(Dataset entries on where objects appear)
· · · · ·

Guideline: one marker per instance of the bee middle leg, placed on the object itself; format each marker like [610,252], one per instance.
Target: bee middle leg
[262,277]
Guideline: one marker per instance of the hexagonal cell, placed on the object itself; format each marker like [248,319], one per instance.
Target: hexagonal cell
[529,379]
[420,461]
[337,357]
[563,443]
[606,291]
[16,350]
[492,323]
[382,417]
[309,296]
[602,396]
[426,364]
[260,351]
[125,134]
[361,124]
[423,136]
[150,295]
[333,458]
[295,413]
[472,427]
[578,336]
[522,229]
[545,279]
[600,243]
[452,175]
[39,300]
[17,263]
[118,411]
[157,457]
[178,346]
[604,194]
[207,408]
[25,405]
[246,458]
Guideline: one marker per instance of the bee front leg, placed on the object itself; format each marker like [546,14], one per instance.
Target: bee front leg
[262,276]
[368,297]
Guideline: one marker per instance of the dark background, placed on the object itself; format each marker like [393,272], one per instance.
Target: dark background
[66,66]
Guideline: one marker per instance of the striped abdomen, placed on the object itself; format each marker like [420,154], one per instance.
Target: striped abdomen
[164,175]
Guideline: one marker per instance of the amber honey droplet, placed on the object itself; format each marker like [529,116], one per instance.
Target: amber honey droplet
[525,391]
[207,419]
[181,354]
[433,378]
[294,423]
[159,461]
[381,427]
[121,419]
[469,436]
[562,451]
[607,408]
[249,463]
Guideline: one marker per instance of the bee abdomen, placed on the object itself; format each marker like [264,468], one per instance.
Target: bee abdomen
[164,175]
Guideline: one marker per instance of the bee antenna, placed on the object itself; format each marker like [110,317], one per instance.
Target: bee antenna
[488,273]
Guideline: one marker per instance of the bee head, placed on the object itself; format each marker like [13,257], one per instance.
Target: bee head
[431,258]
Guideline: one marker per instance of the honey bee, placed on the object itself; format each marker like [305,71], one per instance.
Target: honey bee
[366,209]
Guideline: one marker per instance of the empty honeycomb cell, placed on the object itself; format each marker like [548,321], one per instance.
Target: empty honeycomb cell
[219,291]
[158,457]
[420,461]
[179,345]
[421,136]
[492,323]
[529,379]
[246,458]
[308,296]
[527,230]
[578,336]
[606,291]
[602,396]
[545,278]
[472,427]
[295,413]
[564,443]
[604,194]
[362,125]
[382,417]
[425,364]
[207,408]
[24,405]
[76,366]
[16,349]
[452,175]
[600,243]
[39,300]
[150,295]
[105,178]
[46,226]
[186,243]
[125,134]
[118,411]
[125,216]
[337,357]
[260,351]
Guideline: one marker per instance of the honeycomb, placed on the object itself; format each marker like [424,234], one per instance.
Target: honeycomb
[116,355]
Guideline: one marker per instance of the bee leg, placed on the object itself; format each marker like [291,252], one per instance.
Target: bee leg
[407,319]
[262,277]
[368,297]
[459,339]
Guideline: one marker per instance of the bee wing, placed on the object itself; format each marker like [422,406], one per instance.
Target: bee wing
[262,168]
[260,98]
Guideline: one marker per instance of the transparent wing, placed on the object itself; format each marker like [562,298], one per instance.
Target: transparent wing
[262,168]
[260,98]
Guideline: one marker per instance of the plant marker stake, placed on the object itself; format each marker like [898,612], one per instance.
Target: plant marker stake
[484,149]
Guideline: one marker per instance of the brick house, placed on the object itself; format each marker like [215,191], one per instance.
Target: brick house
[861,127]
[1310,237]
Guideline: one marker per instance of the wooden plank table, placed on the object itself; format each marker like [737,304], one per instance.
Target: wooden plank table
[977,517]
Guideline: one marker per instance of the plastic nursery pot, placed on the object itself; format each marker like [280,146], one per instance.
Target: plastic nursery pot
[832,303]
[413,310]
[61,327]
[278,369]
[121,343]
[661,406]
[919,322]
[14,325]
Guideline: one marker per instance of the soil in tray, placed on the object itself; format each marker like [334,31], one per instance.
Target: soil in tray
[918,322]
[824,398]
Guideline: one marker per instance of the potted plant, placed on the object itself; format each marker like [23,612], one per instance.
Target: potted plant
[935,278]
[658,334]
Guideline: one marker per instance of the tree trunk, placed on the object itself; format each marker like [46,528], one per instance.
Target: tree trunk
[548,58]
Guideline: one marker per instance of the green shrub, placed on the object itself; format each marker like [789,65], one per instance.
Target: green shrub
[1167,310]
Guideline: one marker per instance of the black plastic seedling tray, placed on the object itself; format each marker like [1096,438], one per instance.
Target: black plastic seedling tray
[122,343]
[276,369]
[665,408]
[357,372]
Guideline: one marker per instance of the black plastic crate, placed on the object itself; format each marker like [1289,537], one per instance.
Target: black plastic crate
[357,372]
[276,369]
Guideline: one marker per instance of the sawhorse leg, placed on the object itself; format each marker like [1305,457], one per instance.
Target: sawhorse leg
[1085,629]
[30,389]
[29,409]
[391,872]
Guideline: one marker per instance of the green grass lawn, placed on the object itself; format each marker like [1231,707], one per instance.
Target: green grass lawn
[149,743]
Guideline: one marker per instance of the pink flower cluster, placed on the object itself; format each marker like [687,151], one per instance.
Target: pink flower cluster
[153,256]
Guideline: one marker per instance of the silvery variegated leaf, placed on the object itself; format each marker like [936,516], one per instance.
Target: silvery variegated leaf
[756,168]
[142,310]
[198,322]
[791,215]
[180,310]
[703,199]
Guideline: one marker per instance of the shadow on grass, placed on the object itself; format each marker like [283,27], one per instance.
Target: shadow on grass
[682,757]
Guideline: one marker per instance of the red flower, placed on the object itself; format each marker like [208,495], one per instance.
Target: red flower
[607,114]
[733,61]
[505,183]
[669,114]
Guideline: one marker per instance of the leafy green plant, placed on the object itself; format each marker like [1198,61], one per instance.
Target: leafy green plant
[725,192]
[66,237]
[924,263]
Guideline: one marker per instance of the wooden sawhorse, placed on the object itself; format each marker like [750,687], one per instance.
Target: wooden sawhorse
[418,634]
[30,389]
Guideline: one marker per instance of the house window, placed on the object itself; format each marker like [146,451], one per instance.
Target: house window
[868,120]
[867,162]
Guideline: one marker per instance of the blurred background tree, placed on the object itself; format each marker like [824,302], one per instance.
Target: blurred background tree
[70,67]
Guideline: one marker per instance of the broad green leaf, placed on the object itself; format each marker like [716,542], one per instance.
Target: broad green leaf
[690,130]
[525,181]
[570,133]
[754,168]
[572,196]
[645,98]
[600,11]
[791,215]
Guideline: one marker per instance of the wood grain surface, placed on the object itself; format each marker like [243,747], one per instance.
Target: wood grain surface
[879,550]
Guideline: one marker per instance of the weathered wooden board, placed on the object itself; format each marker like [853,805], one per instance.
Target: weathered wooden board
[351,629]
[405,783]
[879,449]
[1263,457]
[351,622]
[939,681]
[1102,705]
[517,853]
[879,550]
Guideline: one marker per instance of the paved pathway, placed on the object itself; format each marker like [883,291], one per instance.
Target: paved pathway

· · · · ·

» BRIEF
Please copy out the stretch of entries above from the line containing "Guideline: one marker per instance of the paved" through the end of the entries, reproducing every line without change.

» RESPONSE FOR THIS EXERCISE
Guideline: one marker per instance of the paved pathway, placed on the object itself; format each marker like [883,291], one per instance.
Target: paved pathway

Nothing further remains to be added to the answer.